Copy the data precisely, character for character, and leave out every picture.

━━ Provided material

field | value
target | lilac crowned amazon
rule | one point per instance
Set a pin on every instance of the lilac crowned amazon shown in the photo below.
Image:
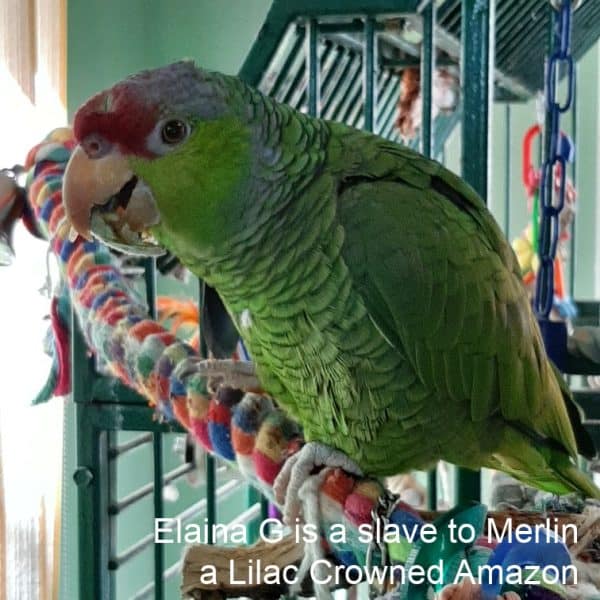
(380, 302)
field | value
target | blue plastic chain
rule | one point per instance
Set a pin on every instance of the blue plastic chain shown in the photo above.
(556, 153)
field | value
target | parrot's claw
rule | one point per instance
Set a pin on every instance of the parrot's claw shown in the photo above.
(296, 473)
(297, 489)
(236, 374)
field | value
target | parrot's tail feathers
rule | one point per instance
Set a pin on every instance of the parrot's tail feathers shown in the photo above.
(542, 466)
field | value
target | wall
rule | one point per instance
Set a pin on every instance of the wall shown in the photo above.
(110, 39)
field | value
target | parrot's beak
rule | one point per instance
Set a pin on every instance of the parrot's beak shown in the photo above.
(102, 197)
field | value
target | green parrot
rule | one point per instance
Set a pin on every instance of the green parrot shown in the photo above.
(381, 304)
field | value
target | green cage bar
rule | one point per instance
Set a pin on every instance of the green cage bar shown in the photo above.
(478, 23)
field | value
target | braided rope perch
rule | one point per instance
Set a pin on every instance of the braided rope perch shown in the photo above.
(145, 356)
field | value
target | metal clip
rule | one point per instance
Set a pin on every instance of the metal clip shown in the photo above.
(380, 518)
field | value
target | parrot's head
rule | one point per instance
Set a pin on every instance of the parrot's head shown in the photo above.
(161, 156)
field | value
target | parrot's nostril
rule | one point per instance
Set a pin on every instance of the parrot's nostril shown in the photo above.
(96, 146)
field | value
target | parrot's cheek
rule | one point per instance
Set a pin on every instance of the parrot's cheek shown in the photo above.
(125, 220)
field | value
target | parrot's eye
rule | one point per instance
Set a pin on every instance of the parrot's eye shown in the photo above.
(174, 131)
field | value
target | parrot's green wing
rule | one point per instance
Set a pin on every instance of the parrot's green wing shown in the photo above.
(443, 285)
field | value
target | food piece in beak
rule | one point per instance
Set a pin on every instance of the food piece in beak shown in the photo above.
(104, 198)
(90, 182)
(123, 222)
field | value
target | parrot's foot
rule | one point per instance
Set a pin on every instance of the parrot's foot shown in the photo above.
(236, 374)
(296, 473)
(298, 491)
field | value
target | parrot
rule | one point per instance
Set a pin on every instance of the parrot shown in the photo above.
(380, 302)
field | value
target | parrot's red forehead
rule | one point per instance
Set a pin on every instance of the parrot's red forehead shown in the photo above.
(122, 115)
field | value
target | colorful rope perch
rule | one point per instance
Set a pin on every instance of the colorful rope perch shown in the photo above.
(249, 430)
(144, 355)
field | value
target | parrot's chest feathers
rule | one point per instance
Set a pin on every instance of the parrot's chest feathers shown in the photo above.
(309, 333)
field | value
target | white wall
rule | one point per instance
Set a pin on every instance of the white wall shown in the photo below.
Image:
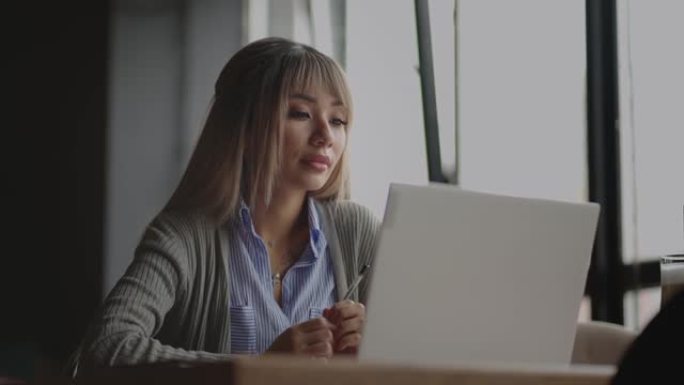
(387, 138)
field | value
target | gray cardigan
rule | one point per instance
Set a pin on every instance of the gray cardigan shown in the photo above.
(172, 303)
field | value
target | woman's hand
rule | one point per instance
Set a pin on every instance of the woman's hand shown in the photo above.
(313, 338)
(348, 317)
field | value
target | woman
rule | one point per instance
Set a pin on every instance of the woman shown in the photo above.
(257, 246)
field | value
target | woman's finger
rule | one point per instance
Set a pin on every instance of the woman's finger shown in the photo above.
(350, 325)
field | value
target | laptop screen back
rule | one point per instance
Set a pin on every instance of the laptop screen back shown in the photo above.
(462, 276)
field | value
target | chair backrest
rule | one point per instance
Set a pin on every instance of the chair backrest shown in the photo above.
(600, 343)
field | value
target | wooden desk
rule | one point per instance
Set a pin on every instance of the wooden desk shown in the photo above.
(300, 371)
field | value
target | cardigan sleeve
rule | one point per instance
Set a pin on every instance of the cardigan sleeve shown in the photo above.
(134, 311)
(358, 229)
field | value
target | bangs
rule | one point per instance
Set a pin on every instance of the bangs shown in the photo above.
(307, 70)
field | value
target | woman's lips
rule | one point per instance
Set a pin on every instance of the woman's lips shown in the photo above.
(318, 162)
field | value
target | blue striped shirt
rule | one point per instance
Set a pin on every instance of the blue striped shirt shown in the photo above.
(308, 287)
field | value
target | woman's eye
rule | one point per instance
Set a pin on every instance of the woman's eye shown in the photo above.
(296, 114)
(338, 122)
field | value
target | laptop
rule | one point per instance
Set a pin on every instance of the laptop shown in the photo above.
(470, 277)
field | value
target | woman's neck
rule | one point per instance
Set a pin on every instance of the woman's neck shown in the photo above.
(282, 218)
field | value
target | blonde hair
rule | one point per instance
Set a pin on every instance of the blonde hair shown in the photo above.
(238, 152)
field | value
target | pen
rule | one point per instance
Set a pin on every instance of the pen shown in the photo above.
(357, 281)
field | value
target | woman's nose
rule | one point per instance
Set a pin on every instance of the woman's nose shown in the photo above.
(322, 135)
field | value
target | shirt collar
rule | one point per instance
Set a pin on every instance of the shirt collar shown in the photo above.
(317, 239)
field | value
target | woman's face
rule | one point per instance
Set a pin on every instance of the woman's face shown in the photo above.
(314, 138)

━━━━

▸ **Written reply**:
field | value
target | lilac crowned amazon
rule | one point per instance
Set a pin on every instance of the lilac crowned amazon shown in the photo below.
Image:
(380, 302)
field | value
target | blue plastic chain
rule | one point per instance
Set a pin on every instance of the blue plastic chain shown in the photo above.
(556, 153)
field | value
target | parrot's claw
rule | one point per instance
Set a pin on every instance of the parrot's claw shown in the photo above.
(296, 473)
(297, 489)
(236, 374)
field | value
target | parrot's tail feathers
rule | one point per instance
Set a pin on every instance of the parrot's tail feathers shown in the photo above.
(542, 466)
field | value
target | wall
rule | one point per instance
Set a pin on every instance of the wall shown in the photo above.
(110, 39)
field | value
target | parrot's beak
rule | one point per instance
Set a pin on every instance of the parrot's beak shown in the photo above.
(102, 197)
field | value
target | green parrot
rule | one point per instance
Set a pin on every instance of the green parrot shown in the photo above.
(381, 304)
field | value
target | green cage bar
rule | one point per instance
Set a pin on every instance of the green cage bar shown in the photo above.
(478, 23)
field | value
target | braided rope perch
rule | one point per instance
Set a pin on every instance of the braided rope perch shown in the photo above.
(145, 356)
field | value
target | metal clip
rule | one point per instance
Set a pin on every instance of the metal clip shown in the photo above.
(380, 518)
field | value
target | parrot's head
rule | one point per instance
Set a pin on every instance of the parrot's head shown in the photo above.
(161, 156)
field | value
target | parrot's nostril
rule | one point per instance
Set a pin on every instance of the parrot's nostril shown in the photo above.
(96, 146)
field | value
target | parrot's cheek
rule | one point per instance
Set a pin on every instance of the parrot's cheek shown in the photo above.
(125, 220)
field | value
target | parrot's eye
rule | one point per instance
Set a pin on every instance of the parrot's eye shown in the photo above.
(174, 131)
field | value
target | parrot's green wing
rule | one point per instance
Set a pin on every instance of the parrot's green wing shown in the photo above.
(443, 285)
field | value
target | food piece in beak
rule | one point per instance
Set a pin on every instance of the food piece in beak shown in the photo above.
(104, 198)
(90, 182)
(123, 222)
field | value
target | parrot's foot
rule | one point per instance
Set a pin on every instance of the parrot's foot shown in the photo above.
(236, 374)
(296, 473)
(298, 491)
field | value
target | parrot
rule | one point per instance
Set a pin on every instance of the parrot shown in the photo above.
(380, 302)
field | value
target | parrot's red forehead
rule | one point per instance
Set a pin on every instance of the parrot's red forehead shown in the photo above.
(122, 115)
field | value
target | colorful rope perch
rule | one point per instance
Set a pin on every instance of the colorful rope perch shown in the photo above.
(249, 430)
(144, 355)
field | value
target | parrot's chest feathers
rule | one point per instance
Set a pin on every instance of the parrot's chest feathers shown in the photo above.
(309, 333)
field | value
target | white wall
rule | one point per instance
Set a pin on every instance of the white wall shown in the photo below.
Image:
(387, 138)
field | value
target | gray cardigan
rule | one point per instance
Set a pin on every instance of the gray cardigan shown in the photo above.
(172, 303)
field | value
target | woman's hand
rule | one point per instance
Set a pin on every instance of the woman's hand shown in the photo above.
(313, 338)
(348, 317)
field | value
target | woman
rule | one point per instance
Set a pin on every instance of the woman shown in the photo above.
(257, 246)
field | value
target | woman's finger
rule | one point per instance
Set a pin on every instance of the woman's finger shown in the photo above.
(350, 325)
field | value
target | laptop screen back
rule | one point per instance
Set a pin on every instance of the laptop screen back shown in the photo above.
(462, 276)
field | value
target | chair backrest
rule | one point per instance
Set a pin on every instance of the chair backrest shown in the photo above.
(600, 343)
field | value
target | wooden desk
rule | one point per instance
Set a pin on every instance of the wooden desk shown in the photo above.
(300, 371)
field | value
target | cardigan sleeve
rule | one point per instance
Set a pin on every instance of the cardigan sleeve shown in the photo above.
(134, 311)
(358, 229)
field | value
target | bangs
rule | one point per instance
Set a pin on every instance of the bangs shown in the photo above.
(307, 70)
field | value
target | woman's lips
rule | one point per instance
Set a pin on every instance of the woman's lips shown in the photo above.
(318, 162)
field | value
target | blue striped shirt
rule | one point per instance
Set a pin on every instance of the blue striped shirt shown in the photo above.
(308, 287)
field | value
target | woman's eye
rule | one point per instance
Set a pin on every instance of the woman's eye shown in the photo above.
(296, 114)
(338, 122)
field | value
target | laptop
rule | one point per instance
Set a pin on every instance of the laptop shown in the photo above.
(470, 277)
field | value
target | woman's neck
rule | one point per instance
Set a pin on every instance of the woman's neck shown in the photo above.
(282, 218)
field | value
target | blonde hair
rule | one point per instance
Set a pin on every instance of the blonde hair shown in the photo above.
(238, 152)
field | value
target | pen
rule | one point per instance
Set a pin on every instance of the pen shown in the photo above.
(357, 281)
field | value
target | woman's nose
rule | one point per instance
Set a pin on every instance of the woman's nose shown in the photo above.
(322, 135)
field | value
target | shirt collar
rule | one point per instance
Set a pin on every instance of the shirt collar shown in the photo above.
(317, 239)
field | value
target | woman's face
rule | one point per instance
Set a pin on every instance of the woman's face shown in the photo above.
(314, 138)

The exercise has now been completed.